Your assignment: Without any images, output the records below verbatim.

Natural language region descriptions:
● ● ● ● ●

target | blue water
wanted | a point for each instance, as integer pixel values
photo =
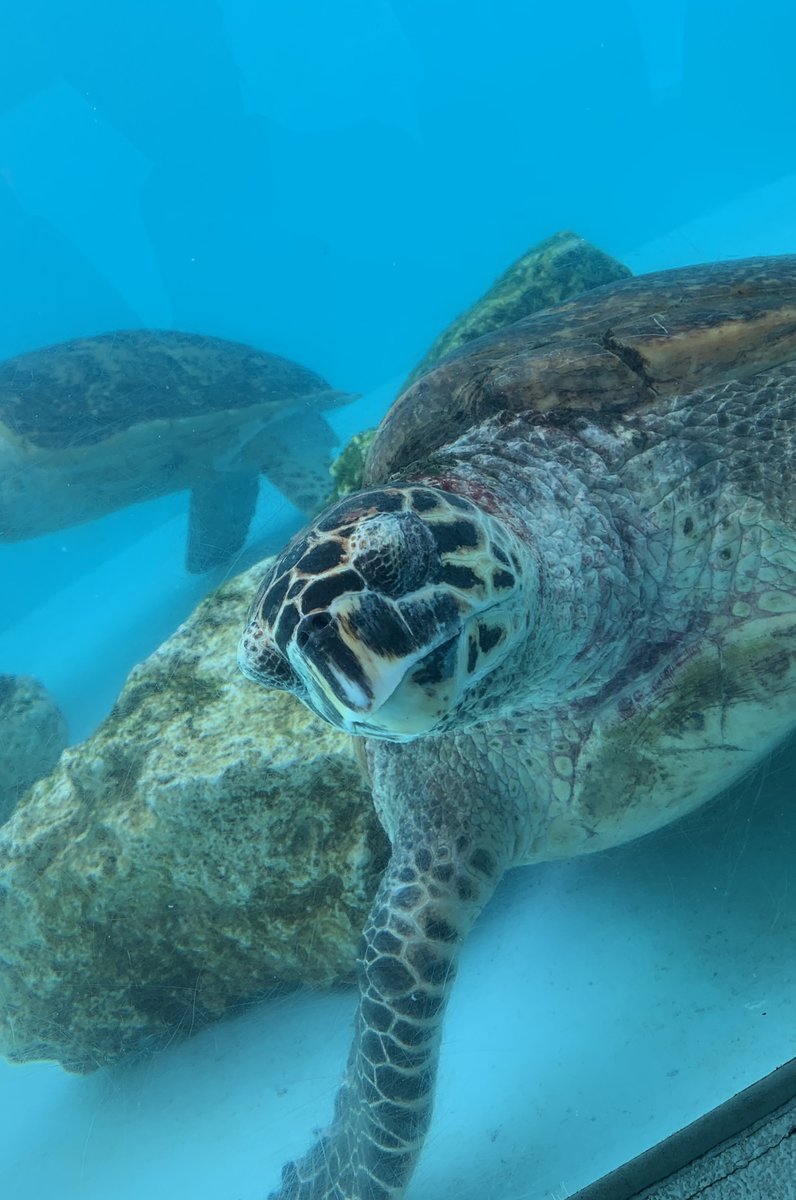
(334, 183)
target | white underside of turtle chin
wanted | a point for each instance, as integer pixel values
(401, 708)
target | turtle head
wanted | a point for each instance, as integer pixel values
(389, 612)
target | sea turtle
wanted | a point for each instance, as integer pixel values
(561, 613)
(99, 423)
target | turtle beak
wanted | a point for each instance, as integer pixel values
(364, 679)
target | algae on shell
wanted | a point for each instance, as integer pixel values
(549, 274)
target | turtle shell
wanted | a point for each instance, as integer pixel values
(89, 389)
(611, 349)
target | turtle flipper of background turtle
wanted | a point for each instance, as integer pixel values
(297, 459)
(221, 511)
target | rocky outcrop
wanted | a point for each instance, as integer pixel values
(33, 733)
(211, 841)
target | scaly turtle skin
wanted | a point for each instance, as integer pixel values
(99, 423)
(562, 616)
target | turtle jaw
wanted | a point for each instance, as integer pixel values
(377, 695)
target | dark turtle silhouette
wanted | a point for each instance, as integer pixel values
(99, 423)
(562, 613)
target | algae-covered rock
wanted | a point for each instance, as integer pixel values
(210, 841)
(546, 275)
(33, 733)
(549, 274)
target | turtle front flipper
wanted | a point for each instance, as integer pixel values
(295, 455)
(221, 511)
(432, 891)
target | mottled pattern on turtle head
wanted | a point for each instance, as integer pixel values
(384, 613)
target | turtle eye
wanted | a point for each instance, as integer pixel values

● ● ● ● ●

Expected output:
target | blue water
wanted | a point for each instance, as integer pixel values
photo =
(334, 183)
target | white underside of turtle chin
wanted | a point for each instance, as integer pixel values
(401, 708)
target | turtle head
wanted | a point for each instance, as integer pixel values
(389, 612)
target | sea turtle
wanted | a point for each instance, as integer pixel values
(561, 613)
(99, 423)
target | turtle beak
wanted | a point for each instance, as integer pixel values
(364, 679)
target | algae on shell
wanted | a point for each instance, as integer pixel values
(549, 274)
target | turtle shell
wanted | a point for each instance, as integer pixel values
(89, 389)
(611, 349)
target | turtle flipper of background turtle
wanted | a point for each instance, as integer pixel values
(297, 459)
(221, 511)
target | rocky outcrop
wanted | a point for each instance, as integer pixel values
(33, 733)
(211, 841)
target | scaly turtle skin
wanted | a point for each instance, as integer pixel values
(99, 423)
(562, 616)
target | turtle jaw
wanted | a point for each instance, as integer pixel values
(377, 695)
target | dark turtle silhouette
wanted | a point for each instance, as integer pixel values
(99, 423)
(562, 613)
target | algae-covered rock
wanted | a point for each instance, as integer pixel values
(210, 841)
(546, 275)
(33, 733)
(549, 274)
target | turtle front flipper
wanted | a point for each instance, as integer pixel values
(295, 455)
(221, 511)
(432, 891)
target | mottled pattern on turtle head
wanted | a point for each instance, as integer pixel values
(384, 613)
target | turtle eye
wanted | a point for each instance, as integer pixel values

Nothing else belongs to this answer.